■ DIRECTIVE ■
Copy each of the following items verbatim, changing nothing.

■ GIVEN DATA ■
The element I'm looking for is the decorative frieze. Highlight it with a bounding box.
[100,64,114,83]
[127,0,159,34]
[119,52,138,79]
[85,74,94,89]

■ WORKED ANSWER ■
The element I'm looking for is the decorative frieze. Highlight it with a bounding box.
[100,64,114,83]
[127,0,159,34]
[119,52,138,79]
[85,74,94,89]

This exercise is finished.